* _Passage given_:
☆ ☆ ☆ ☆ ☆ ☆ ☆

Hamilton Academicals – last and relegated with 14 points. The winners of second level in the previous were now hopeless outsiders.
Motherwell – 9th with 27 points.
Dundee – 8th with 28 points.
St. Mirren – 7th with 29 points.
Hearts of Midlothian – 6th with 31 points.
Hibernian – 5th with 35 points.
Dundee United – 4th with 44 points.
Celtic – 3rd with 46 points.
Aberdeen – 2nd with 50 points.
Glasgow Rangers – practically unchallenged champions with 56 points from 26 wins, 4 ties, 6 losses, and 62-26 goal-difference. Graeme Souness did excellent job, but it was noticed that he used quite liberally the chequebook – of course, he felt right to do so, because Rangers wanted success and that meant spending money and buying classy players. Domestic success was even smaller part of the ambitious project: international success was the real aim, which naturally supposed domestic success in order of reaching and concurring Europe. Thus, Rangers under Souness reversed the traditional flow – instead of selling Scottish stars to English clubs, they were buying English top players and grumbling along the way that the Scottish league was too weak for them. Which was true, so buying bug English names was also seen as waste of money. So far, Rangers was getting what they wanted and concurring Europe was becoming possible, but UEFA suddenly hit hard Rangers by introducing stiffer requirements for foreign-born players – and Rangers was exceeding the new limits. For they had 7 English players this season: Chris Woods (30 years old), Terry Butcher (31), Mel Sterland (28), Gary Stevens (26), Mark Walters (26), Ray Wilkins (33), and Kevin Drinkell (29). Six of them were regulars, that is half of the team and the very skeleton of it, and 3 (Woods, Butcher, and Stevens) were current English national team players. Add 2 more Northern Irish – Jimmy Nicholl (34) and Johnny Morrow (18) – and Rangers had way too many foreigners without much room to play around the new UEFA regulations. Yet, Souness still added one more big name at the beginning of the season – Andy Gray (34), luckily, he was Scottish, but it was clear that the regular line would not be able to play in Europe – and what could be the point of trying to organize two similarly strong sides: one for domestic use and another for international? Anyhow, at the moment Souness had very strong team with reliable reserves and at least at home dominated.

Scotland III and II Divisions

Scotland. Ranked 5th. Glasgow Rangers time… their ambitious project was based entirely on money. Spending like crazy and buying English players. In the long term, it was their doom. Still 2 points for a win, the teams in the lower divisions played 3 times against each other and the teams in the top league – 4 times.
Scottish Division 2 – third level. As ever, 2 teams promoted, none relegated. In brief:
Arbroath finished 10th with 37 points.
Queen’s Park – 7th with 38 points.
A bit of battle for second place – Brechin City lost it by 2 points, ending 3rd with 43 points.
Alloa Athletic clinched 2nd place with 45 points and was promoted to second level.
Albion Rovers won the championship with confidence: 21 wins, 8 ties, 10 losses, 65-48 goal-difference and 50 points. It was great and may be even surprising success, for they were 12th of 14 teams in the previous season. Now they were promoted up.
Scottish Division 1 – second level.

☆ ☆ ☆ ☆ ☆ ☆ ☆

* _Records shown_:
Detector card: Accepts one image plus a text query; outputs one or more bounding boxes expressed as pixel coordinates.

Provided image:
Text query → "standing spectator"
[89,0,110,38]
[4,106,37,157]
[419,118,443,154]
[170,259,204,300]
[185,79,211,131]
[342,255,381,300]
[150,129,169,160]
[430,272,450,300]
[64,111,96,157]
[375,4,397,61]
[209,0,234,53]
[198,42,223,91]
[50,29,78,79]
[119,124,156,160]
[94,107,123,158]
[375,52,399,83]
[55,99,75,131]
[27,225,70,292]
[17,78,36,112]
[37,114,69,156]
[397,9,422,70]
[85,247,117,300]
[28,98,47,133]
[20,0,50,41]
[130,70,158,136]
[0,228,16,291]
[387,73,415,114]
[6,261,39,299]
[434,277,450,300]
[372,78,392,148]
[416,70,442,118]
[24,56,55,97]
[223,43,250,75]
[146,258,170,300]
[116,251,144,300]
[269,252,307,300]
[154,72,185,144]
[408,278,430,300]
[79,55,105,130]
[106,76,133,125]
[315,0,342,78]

☆ ☆ ☆ ☆ ☆ ☆ ☆

* _Task instructions_:
1. Return the part of the Scottish football passage between "Scotland III and" and "league – 4 times.", inclusive.
2. Using the Scottish football passage, answer the following:
(a) With how many points did Hamilton Academicals finish last?
(b) Which three of the Rangers players were current English national team players?
(c) Where did Albion Rovers place in the previous season?

* _Solutions to each task_:
1.
Scotland III and II Divisions

Scotland. Ranked 5th. Glasgow Rangers time… their ambitious project was based entirely on money. Spending like crazy and buying English players. In the long term, it was their doom. Still 2 points for a win, the teams in the lower divisions played 3 times against each other and the teams in the top league – 4 times.

2.
(a) 14 points
(b) Woods, Butcher, and Stevens
(c) 12th of 14 teams